SOURCE TEXT:

-*-*-

As the author made it crystal clear, it is not easy to develop and implement collaborations and it is quite rare to see substantial and effective partnerships established among development actors.

One of the reasons behind this backdrop is that organizations are currently very focused on their own survival, with strong efforts being put into fund raising.

Organizations can certainly not be blamed as the economic situation in many so called development countries, where most of their income comes from, is so precarious that their existence is often in peril.

In this scenario it is quite challenging for organizations to invest time and resources in thinking collectively for common initiatives or even the implementation of joint projects, although, paradoxically, the same economic downturn is forcing many of them to rethink their survival strategies through mergers or even “acquisitions’.

Despite the downsizing of the sector, there are still thousands of organizations working in their own “silos” with no serious efforts being made towards partnering.

When organizations discuss cooperation and synergies, they immediately think almost exclusively in terms of new funding opportunities or they approach potential cooperation without strategic thinking. Call it the survival instinct or maybe “development” greed.

The undeniable reality on the ground is that there is stringent competition for funding. While this quest for resources positively pushes organizations towards continuous improvement in order to excel and hopefully get rewarded, at the same time the process is squeezing space for collaboration and cooperation needed to solve the major problems faced by developing countries.

Competition within the development, not for profit sector must be radically different from the private sector, i.e. while competing for funding is a necessary “evil”, all organizations share the same goal of poverty reduction and all are focused on making the world a better place for all, not just for few.

-*-*-

STATED PROBLEM A:
In the passage on development partnerships, reproduce the portion that begins at the words "Despite the downsizing" and stops after "by developing countries.", substituting "fierce competition" for "stringent competition".
STATED PROBLEM B:
Using the passage on development partnerships, mark each statement yes or no and quote the deciding words: (i) Organizations are putting strong efforts into fund raising. (ii) The development sector has been growing in size. (iii) Competition in the development, not for profit sector should work the same way as in the private sector.
STATED PROBLEM C:
Write the next few sentences of the passage on development partnerships, starting after its final sentence.

Dataset items:
-*-*-

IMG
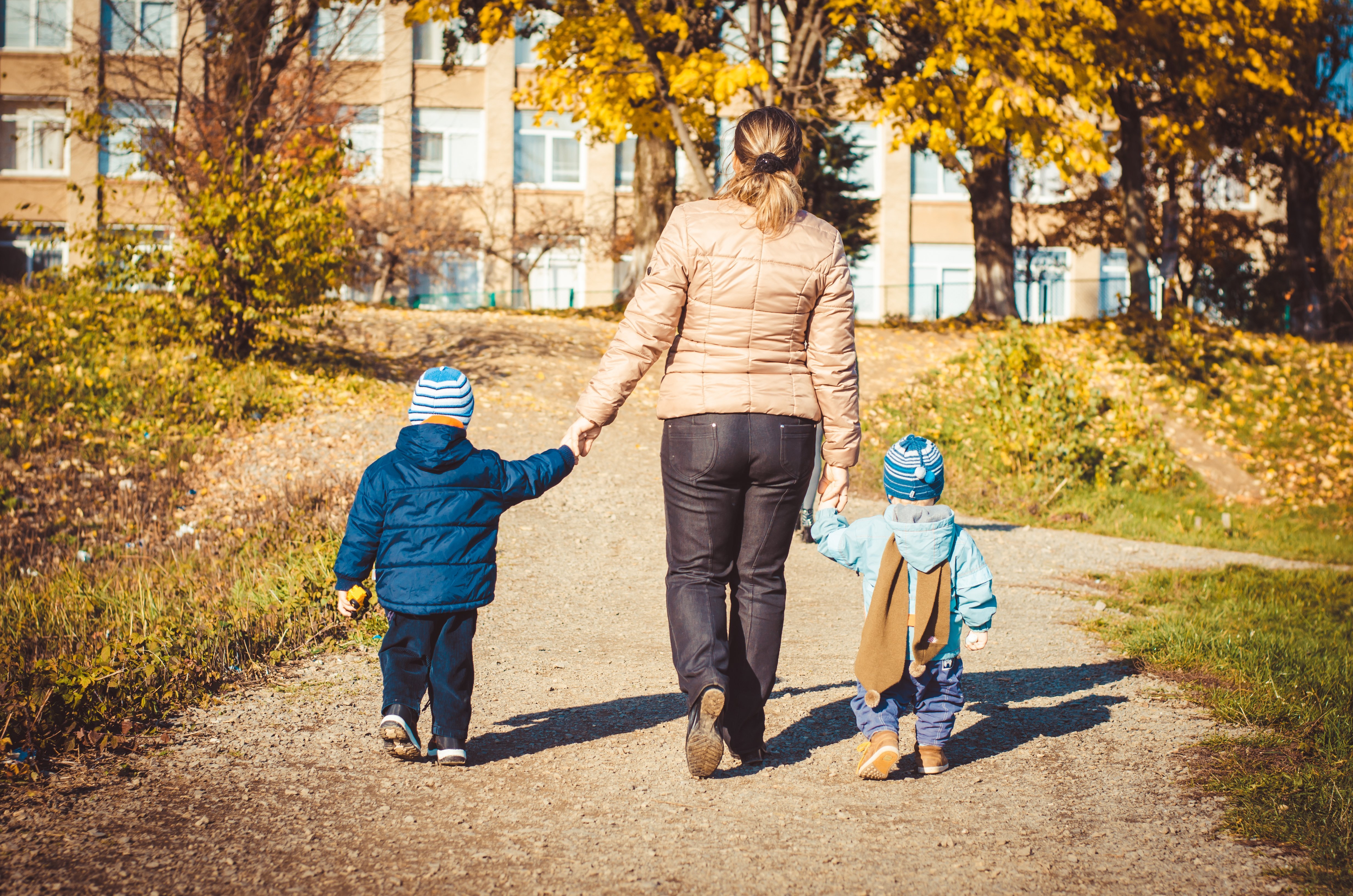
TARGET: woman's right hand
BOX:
[817,464,850,513]
[559,417,601,463]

-*-*-

WRITTEN REPLY A:
Despite the downsizing of the sector, there are still thousands of organizations working in their own “silos” with no serious efforts being made towards partnering.

When organizations discuss cooperation and synergies, they immediately think almost exclusively in terms of new funding opportunities or they approach potential cooperation without strategic thinking. Call it the survival instinct or maybe “development” greed.

The undeniable reality on the ground is that there is fierce competition for funding. While this quest for resources positively pushes organizations towards continuous improvement in order to excel and hopefully get rewarded, at the same time the process is squeezing space for collaboration and cooperation needed to solve the major problems faced by developing countries.

WRITTEN REPLY B:
(i) Yes: "with strong efforts being put into fund raising."
(ii) No: "Despite the downsizing of the sector"
(iii) No: "must be radically different from the private sector"

WRITTEN REPLY C:
On the other hand, private sector companies, compete for market share and profits in a process driven by accumulation of wealth.

The two approaches are radically opposed but still, not for profit, development organizations are too often bogged down in the narrow vision of their mission and work, too much focused on maximizing their footprint, getting bigger, with more funding in a quest for visibility and fame.

The problem does not lie in expanding and getting bigger (as long as you are good at your job) but in working in a way that precludes potential tie ups with likeminded organizations often seen only through the lens of competition.

Even cooperation with the private sector, in most cases, is seen only in a philanthropic perspective of “corporate social responsibility”. Not for profit organizations are focused only on donations rather than in engaging in conceptualizing new ideas and solutions, making the best of companies’ know how and maximizing the market outreach to offer viable and sustainable solutions that could improve the living conditions of the poorest.

Nevertheless there are quite a few pragmatic ways to bring development organizations together. These are inexpensive, e.g. promotion of advocacy efforts, knowledge creation through sharing of best practices and division of labor based on expertise and success stories.

Through advocacy, development organizations can define common agendas and join hands to establish conversations and dialogues with the state and civil society on ways to overcome major challenges.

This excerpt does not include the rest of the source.